Enregistrements du jeu de données
● ● ● ●
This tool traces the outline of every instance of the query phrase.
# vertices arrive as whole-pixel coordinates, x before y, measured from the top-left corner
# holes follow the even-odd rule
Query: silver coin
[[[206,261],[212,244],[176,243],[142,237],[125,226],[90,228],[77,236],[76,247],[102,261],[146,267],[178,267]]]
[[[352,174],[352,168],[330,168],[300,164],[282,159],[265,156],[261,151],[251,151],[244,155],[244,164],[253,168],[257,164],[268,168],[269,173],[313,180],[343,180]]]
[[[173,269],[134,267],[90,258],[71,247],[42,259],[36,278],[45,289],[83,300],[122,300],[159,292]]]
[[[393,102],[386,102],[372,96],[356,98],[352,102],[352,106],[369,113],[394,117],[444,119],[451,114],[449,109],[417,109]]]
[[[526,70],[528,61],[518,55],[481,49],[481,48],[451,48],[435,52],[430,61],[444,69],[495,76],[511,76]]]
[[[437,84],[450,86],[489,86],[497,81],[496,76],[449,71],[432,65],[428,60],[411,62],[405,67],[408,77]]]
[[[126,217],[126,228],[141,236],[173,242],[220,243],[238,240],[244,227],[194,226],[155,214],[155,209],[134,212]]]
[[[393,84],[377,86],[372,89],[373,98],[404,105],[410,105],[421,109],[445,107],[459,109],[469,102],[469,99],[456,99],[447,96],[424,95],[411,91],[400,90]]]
● ● ● ●
* [VOTRE OBJECTIF] Recopiez ces lignes en renommant « silver coin » en « coin » partout dans les enregistrements, sans rien changer d'autre.

* [RÉSULTAT DE LA TÂCHE]
This tool traces the outline of every instance of the query phrase.
# vertices arrive as whole-pixel coordinates, x before y, measured from the top-left corner
# holes follow the even-odd rule
Query: coin
[[[206,261],[212,244],[176,243],[142,237],[125,226],[90,228],[77,236],[76,247],[102,261],[146,267],[178,267]]]
[[[352,174],[352,168],[330,168],[300,164],[282,159],[265,156],[261,151],[251,151],[244,155],[244,164],[253,168],[257,164],[268,168],[269,173],[313,180],[343,180]]]
[[[173,269],[134,267],[90,258],[71,247],[42,259],[36,278],[45,289],[83,300],[122,300],[159,292]]]
[[[393,102],[386,102],[372,96],[356,98],[352,102],[352,106],[369,113],[394,117],[444,119],[451,114],[449,109],[417,109]]]
[[[526,70],[528,61],[518,55],[481,49],[481,48],[451,48],[435,52],[430,61],[444,69],[495,76],[511,76]]]
[[[437,84],[450,86],[489,86],[497,81],[496,76],[449,71],[432,65],[428,60],[411,62],[405,67],[408,77]]]
[[[126,217],[126,228],[141,236],[173,242],[220,243],[238,240],[244,227],[194,226],[155,214],[155,209],[134,212]]]
[[[393,84],[377,86],[372,89],[373,98],[404,105],[410,105],[421,109],[445,107],[459,109],[469,102],[469,99],[456,99],[447,96],[424,95],[411,91],[400,90]]]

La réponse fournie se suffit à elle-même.